— Begin GIVEN ENTRIES —

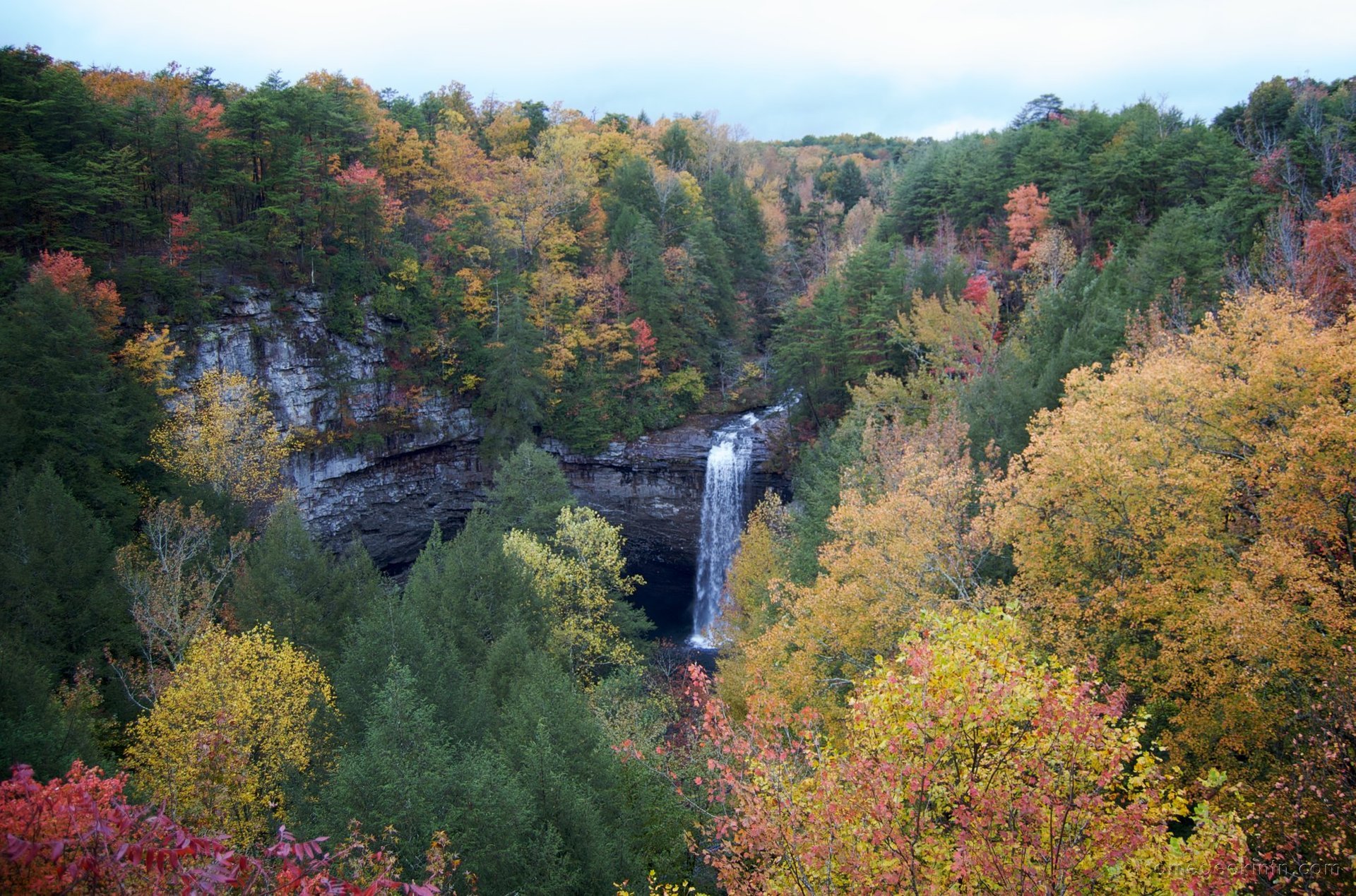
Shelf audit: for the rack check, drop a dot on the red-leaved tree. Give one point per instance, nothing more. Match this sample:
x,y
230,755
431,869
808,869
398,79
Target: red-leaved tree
x,y
81,835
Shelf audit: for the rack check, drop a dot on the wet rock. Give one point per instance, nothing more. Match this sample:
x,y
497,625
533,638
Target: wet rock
x,y
391,491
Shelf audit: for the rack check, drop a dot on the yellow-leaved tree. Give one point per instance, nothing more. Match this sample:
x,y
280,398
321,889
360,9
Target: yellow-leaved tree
x,y
243,716
222,434
902,541
966,766
1186,517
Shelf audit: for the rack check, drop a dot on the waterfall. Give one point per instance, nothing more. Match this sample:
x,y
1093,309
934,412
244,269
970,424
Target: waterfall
x,y
722,520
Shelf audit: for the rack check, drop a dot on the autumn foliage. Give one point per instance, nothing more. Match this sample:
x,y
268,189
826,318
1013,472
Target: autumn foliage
x,y
242,715
222,434
966,766
1028,210
1328,265
81,835
1186,517
68,274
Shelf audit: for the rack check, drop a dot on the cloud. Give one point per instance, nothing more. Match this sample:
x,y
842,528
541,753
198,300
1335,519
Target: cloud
x,y
781,68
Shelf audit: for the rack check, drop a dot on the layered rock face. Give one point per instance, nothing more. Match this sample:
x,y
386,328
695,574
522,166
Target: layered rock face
x,y
391,490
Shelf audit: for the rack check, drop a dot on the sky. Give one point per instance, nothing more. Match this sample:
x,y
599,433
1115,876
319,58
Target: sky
x,y
780,69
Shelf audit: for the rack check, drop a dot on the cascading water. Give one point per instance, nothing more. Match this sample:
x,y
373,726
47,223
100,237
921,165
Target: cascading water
x,y
722,520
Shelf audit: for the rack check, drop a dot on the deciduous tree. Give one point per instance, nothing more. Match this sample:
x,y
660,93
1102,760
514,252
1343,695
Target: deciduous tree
x,y
222,434
242,716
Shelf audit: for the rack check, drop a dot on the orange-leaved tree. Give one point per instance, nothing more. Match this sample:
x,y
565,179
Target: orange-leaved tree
x,y
902,541
966,767
222,434
1188,518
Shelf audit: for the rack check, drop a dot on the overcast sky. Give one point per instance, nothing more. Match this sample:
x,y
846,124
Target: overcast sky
x,y
781,68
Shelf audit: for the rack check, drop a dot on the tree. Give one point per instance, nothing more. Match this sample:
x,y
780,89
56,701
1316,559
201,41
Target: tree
x,y
579,578
1328,265
1028,209
1037,110
399,776
849,186
222,434
243,716
66,403
307,594
900,541
529,491
79,834
175,574
71,275
56,585
1186,517
966,766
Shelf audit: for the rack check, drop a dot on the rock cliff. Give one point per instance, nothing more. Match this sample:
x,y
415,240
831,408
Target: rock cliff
x,y
390,490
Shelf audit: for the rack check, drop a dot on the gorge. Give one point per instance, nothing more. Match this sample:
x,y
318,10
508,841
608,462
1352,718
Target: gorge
x,y
396,474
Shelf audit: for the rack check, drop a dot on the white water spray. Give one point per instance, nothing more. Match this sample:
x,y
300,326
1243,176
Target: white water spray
x,y
722,520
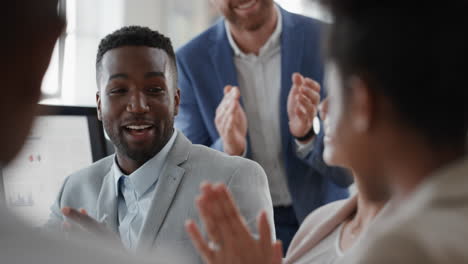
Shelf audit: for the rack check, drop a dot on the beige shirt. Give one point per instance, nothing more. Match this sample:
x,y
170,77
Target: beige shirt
x,y
328,251
430,227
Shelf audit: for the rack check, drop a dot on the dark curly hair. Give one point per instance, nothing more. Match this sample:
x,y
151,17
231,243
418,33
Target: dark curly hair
x,y
136,36
413,55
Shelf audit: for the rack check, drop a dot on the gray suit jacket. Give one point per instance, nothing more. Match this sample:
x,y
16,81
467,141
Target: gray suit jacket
x,y
428,228
188,165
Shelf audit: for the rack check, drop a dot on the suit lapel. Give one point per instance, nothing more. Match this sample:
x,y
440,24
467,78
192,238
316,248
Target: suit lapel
x,y
107,203
165,192
292,45
222,58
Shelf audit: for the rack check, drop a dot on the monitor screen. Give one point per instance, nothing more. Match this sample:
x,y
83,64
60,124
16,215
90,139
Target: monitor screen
x,y
62,141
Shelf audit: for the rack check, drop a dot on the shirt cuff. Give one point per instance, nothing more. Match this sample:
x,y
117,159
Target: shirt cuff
x,y
302,150
244,155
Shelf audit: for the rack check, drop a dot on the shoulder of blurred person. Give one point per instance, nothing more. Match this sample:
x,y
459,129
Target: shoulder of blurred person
x,y
20,243
318,225
429,227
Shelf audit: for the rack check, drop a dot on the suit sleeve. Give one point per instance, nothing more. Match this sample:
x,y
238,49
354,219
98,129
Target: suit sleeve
x,y
189,120
249,187
340,176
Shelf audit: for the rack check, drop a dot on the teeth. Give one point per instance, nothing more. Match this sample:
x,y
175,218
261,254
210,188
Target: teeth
x,y
247,5
139,127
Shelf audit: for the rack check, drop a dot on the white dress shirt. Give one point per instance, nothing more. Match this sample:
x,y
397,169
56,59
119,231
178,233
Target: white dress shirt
x,y
259,79
136,192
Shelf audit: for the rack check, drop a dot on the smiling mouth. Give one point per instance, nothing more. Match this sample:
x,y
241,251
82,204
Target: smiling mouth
x,y
140,132
246,5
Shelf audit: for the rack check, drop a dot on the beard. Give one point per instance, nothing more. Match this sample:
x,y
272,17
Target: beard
x,y
252,22
141,154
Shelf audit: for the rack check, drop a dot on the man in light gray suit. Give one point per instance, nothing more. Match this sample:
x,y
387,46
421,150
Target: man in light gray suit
x,y
146,191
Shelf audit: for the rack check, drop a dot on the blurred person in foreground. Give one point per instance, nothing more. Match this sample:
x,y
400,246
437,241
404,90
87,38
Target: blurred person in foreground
x,y
401,98
30,29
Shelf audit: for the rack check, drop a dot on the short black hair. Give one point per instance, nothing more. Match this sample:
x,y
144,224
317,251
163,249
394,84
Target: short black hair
x,y
136,36
415,56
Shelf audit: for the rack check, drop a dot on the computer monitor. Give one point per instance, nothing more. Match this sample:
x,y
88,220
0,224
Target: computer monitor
x,y
63,140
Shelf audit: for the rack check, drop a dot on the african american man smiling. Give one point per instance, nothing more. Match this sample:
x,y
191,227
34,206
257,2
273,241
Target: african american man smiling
x,y
146,191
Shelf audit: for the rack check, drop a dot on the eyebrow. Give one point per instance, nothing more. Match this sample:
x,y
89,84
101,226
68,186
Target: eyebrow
x,y
118,75
154,74
147,75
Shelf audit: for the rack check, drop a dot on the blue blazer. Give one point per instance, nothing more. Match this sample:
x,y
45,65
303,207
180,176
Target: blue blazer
x,y
205,65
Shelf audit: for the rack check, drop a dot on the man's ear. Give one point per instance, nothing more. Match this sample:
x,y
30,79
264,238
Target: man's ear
x,y
361,104
176,101
98,103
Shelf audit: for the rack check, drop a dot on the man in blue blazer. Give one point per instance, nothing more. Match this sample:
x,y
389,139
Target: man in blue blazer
x,y
253,53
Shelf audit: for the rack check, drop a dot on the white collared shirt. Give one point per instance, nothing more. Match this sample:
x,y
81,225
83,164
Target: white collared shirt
x,y
136,193
259,79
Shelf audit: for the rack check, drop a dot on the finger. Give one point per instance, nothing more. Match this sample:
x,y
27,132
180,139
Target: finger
x,y
197,239
70,228
222,106
235,93
277,256
306,103
297,79
223,126
312,95
312,84
301,112
265,234
228,126
83,211
227,89
220,118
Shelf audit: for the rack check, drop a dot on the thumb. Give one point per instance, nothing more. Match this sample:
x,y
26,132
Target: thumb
x,y
227,89
277,252
235,93
297,79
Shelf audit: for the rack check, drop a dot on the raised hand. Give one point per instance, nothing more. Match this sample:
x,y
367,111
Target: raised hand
x,y
230,239
303,101
231,122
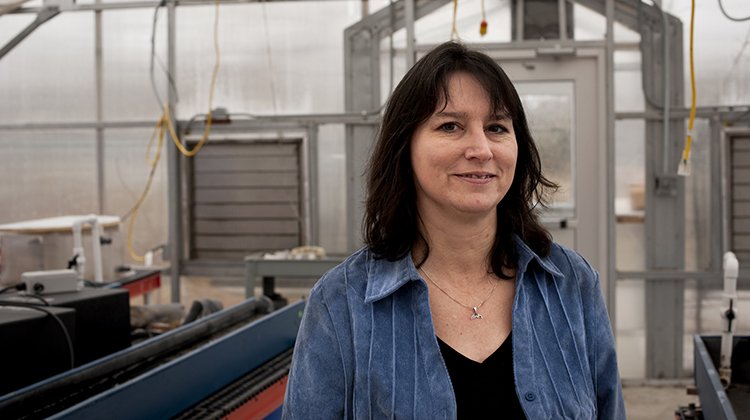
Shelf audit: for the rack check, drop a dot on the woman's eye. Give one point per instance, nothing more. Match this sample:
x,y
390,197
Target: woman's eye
x,y
497,129
448,127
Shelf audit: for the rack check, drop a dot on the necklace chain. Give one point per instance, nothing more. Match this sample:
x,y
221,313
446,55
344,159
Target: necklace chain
x,y
475,309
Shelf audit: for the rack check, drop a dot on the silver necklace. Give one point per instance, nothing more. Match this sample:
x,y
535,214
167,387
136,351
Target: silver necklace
x,y
475,309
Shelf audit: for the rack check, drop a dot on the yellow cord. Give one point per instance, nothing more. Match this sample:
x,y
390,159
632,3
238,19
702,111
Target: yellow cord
x,y
689,140
134,211
454,31
209,120
162,126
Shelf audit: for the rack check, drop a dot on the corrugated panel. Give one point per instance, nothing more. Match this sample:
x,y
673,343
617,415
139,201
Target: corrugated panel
x,y
245,164
245,199
230,149
246,195
248,243
241,227
246,179
248,211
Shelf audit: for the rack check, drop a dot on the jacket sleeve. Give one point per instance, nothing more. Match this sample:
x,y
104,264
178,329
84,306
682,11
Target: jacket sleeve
x,y
316,388
603,357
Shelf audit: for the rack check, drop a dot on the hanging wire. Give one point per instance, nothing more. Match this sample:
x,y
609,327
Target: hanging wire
x,y
156,58
483,23
166,124
454,31
684,167
724,12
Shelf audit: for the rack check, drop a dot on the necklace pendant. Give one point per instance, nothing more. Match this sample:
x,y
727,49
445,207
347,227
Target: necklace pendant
x,y
476,315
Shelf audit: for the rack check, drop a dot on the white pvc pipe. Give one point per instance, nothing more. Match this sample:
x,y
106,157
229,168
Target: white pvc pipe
x,y
96,234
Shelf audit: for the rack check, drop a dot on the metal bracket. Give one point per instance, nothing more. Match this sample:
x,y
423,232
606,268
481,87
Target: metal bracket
x,y
44,15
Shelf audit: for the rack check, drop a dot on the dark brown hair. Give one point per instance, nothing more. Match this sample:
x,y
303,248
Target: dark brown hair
x,y
391,223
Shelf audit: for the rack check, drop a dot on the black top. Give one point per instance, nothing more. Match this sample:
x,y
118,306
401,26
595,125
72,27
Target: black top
x,y
487,389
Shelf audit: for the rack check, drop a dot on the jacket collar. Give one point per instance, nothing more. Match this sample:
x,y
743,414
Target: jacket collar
x,y
385,277
526,255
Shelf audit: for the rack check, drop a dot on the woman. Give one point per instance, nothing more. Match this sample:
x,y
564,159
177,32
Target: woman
x,y
418,323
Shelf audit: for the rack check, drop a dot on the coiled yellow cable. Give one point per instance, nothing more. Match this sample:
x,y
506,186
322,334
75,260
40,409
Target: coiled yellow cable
x,y
684,167
162,126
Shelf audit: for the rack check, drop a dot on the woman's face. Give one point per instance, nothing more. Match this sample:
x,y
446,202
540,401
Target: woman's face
x,y
463,156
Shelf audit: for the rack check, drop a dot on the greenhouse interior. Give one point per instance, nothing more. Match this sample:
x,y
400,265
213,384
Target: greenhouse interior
x,y
188,183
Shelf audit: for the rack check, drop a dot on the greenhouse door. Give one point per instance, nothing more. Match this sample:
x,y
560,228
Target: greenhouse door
x,y
564,100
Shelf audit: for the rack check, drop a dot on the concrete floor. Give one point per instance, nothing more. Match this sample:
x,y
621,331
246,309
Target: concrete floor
x,y
643,400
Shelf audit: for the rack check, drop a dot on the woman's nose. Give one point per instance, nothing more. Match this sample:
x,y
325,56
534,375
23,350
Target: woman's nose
x,y
478,145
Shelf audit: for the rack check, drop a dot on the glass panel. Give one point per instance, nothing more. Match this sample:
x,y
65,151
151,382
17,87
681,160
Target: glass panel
x,y
49,76
628,82
126,173
631,328
550,111
127,91
332,189
47,174
276,58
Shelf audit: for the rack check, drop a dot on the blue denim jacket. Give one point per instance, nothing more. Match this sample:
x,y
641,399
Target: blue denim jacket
x,y
366,347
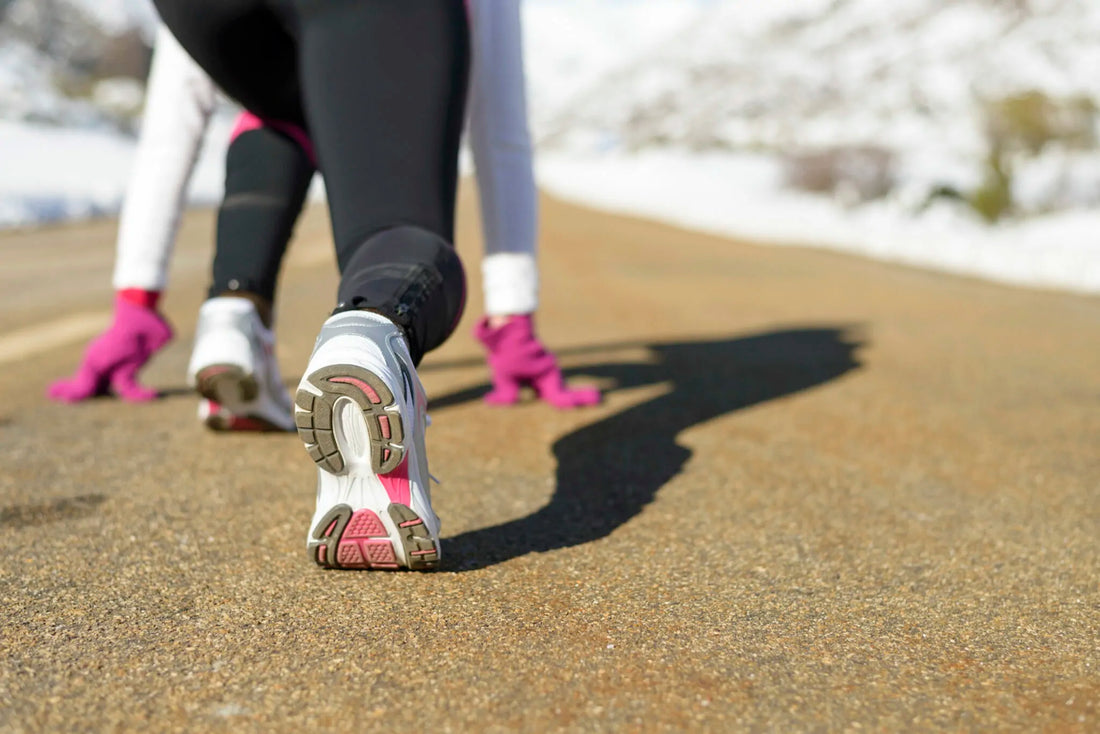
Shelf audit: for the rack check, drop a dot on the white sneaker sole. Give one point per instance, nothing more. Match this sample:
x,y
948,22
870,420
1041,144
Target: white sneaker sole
x,y
352,427
231,387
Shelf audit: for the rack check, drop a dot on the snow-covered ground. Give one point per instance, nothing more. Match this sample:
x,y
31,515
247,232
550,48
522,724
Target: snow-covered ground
x,y
690,111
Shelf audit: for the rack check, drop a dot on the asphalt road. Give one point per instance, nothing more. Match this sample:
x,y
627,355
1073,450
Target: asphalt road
x,y
822,494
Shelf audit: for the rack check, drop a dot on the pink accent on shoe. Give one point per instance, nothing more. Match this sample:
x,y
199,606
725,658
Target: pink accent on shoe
x,y
397,483
246,424
380,551
517,358
350,556
364,524
112,359
373,396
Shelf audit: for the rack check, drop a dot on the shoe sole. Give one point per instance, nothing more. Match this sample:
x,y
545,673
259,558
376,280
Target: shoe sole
x,y
229,385
344,537
347,538
380,413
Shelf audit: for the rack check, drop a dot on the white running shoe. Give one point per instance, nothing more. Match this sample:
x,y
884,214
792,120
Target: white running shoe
x,y
362,414
233,368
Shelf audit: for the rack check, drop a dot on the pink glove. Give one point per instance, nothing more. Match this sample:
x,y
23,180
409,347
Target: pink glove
x,y
114,357
517,358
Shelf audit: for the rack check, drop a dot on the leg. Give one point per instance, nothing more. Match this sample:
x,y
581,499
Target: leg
x,y
233,364
385,117
503,155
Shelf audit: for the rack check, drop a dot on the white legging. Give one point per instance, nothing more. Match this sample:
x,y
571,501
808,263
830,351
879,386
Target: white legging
x,y
182,98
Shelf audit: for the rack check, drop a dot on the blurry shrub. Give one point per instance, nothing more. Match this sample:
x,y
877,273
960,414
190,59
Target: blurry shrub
x,y
992,199
1023,126
124,55
853,174
1032,120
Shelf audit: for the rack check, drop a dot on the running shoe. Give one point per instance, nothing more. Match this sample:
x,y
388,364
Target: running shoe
x,y
233,369
362,414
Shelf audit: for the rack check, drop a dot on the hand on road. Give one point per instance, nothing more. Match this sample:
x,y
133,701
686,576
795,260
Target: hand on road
x,y
113,358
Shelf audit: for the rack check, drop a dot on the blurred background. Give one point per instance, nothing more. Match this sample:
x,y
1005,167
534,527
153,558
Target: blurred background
x,y
956,134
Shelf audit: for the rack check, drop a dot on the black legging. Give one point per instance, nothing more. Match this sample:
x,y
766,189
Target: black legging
x,y
267,175
380,87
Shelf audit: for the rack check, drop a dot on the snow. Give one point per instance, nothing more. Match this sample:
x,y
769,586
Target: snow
x,y
52,174
689,111
741,196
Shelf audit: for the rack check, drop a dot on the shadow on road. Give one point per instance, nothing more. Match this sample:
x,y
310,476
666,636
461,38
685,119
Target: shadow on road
x,y
608,471
54,511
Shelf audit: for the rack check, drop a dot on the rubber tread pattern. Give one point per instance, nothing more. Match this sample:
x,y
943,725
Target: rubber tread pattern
x,y
358,539
315,420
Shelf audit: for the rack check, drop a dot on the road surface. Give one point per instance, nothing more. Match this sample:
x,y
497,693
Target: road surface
x,y
822,493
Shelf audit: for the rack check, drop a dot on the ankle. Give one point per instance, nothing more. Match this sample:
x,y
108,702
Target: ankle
x,y
264,308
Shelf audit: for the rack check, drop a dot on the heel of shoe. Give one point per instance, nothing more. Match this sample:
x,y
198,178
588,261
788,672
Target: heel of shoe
x,y
333,438
226,384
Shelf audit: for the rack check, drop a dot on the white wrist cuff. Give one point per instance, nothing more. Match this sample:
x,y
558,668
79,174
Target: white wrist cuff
x,y
510,282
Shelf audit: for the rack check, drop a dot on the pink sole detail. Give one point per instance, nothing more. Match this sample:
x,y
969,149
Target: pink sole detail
x,y
365,524
371,395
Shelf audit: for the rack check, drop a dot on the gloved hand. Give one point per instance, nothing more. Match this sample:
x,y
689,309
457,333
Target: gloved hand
x,y
517,358
113,358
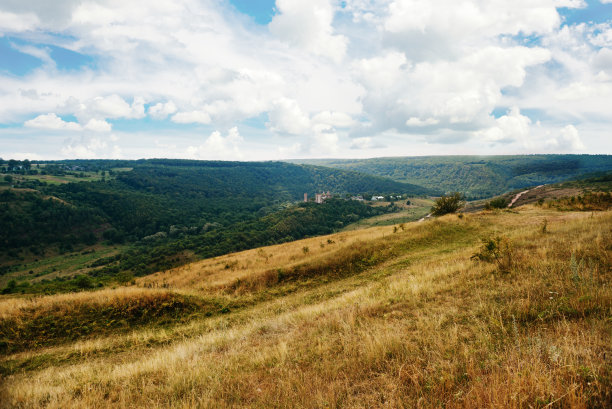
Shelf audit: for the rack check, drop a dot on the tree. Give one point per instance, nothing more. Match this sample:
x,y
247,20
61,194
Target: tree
x,y
12,164
448,204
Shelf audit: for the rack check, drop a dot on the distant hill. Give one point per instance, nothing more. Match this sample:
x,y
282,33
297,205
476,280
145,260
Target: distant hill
x,y
476,176
161,212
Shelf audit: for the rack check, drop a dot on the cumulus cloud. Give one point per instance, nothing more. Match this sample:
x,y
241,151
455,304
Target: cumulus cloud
x,y
568,140
85,148
286,117
366,143
162,110
308,24
327,73
52,122
511,127
191,117
217,146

— End GIVEN ENTRIES —

▶ [TO BE DONE] Retype exactly the lines above, starting at the line containing "on the road" and ending with the last line, both included; leave out the pictures.

▶ [CORRECT ANSWER]
Shelf audit: for the rack check, drop a dot on the road surface. Give one point per instance, nothing more. Match this sample:
x,y
497,693
Target: road surface
x,y
822,493
Shelf audit: for the rack check, drop a dot on the ankle. Give one point per instance, nothing more. Match this sample:
x,y
108,702
Target: ankle
x,y
264,308
Shelf audit: for the rack check, drop a dot on the heel of shoe. Give one point per instance, nothing more. Match this sample:
x,y
198,178
588,261
788,672
Target: heel of shoe
x,y
333,438
226,384
Shelf audit: for the rack check, drop a dot on the white wrist cuff. Give one point per instance, nothing more. Match this sample:
x,y
558,668
79,174
Target: white wrist cuff
x,y
510,282
Shelf audit: for the rack check, drop a dot on the pink sole detail. Give one point per instance, nothing more. Match this sample:
x,y
969,149
Target: pink sole detail
x,y
365,524
371,395
Shelf audit: for the rack check, drop a dot on the gloved hand. Give one point per instance, nothing more. Match this sample:
x,y
689,309
457,333
Target: gloved hand
x,y
517,358
113,358
Shelf audit: for the rack check, drop a dot on the tree. Give one point per instance, nothing more. Match this sample:
x,y
247,20
61,194
Target: tree
x,y
12,164
448,204
Shelf audit: for the rack check, drop a dot on the distant hill. Give one point per instance, nothing more. Match this sample:
x,y
282,33
297,205
476,280
145,260
Target: distant hill
x,y
476,176
161,212
Shelf audit: for the rack check, drop a dot on the cumulus cloud. Give one point per instance, nothing more. Match this sample:
x,y
241,151
455,304
Target: cumulus cloud
x,y
568,140
85,148
286,117
366,143
162,110
308,24
327,73
52,122
511,127
191,117
217,146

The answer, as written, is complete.